The problem » Could you switch "drop a point" to "place a dot" in the entries that begin at the line that has "Teacher note: have the class pick out the syringe barrel" and run through the last of the entries, then give only those lines again with nothing else altered?

Source material »
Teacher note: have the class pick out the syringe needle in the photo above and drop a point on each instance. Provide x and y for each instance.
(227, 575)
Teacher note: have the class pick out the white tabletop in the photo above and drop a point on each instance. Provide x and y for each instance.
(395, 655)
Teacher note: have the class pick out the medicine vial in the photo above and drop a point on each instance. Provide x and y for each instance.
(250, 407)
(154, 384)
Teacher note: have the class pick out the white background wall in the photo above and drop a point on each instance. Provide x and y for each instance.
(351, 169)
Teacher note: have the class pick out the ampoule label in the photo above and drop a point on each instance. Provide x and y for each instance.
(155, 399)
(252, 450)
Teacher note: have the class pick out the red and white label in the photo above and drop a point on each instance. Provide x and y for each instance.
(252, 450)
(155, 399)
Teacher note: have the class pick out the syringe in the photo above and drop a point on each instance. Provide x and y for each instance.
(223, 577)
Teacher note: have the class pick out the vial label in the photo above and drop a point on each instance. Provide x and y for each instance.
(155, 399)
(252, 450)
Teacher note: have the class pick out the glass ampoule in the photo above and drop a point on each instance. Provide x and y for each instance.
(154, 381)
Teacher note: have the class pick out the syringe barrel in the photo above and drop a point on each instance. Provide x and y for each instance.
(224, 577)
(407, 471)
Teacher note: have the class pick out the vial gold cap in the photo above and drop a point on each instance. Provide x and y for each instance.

Correct response »
Teacher note: have the class pick out the syringe barrel in the photo above and place a dot on each instance. Provide x and y for each instance.
(224, 577)
(407, 471)
Teacher note: have the class pick out the vial gold cap in the photo above and place a dot on each instance. Provide x and y for each instance.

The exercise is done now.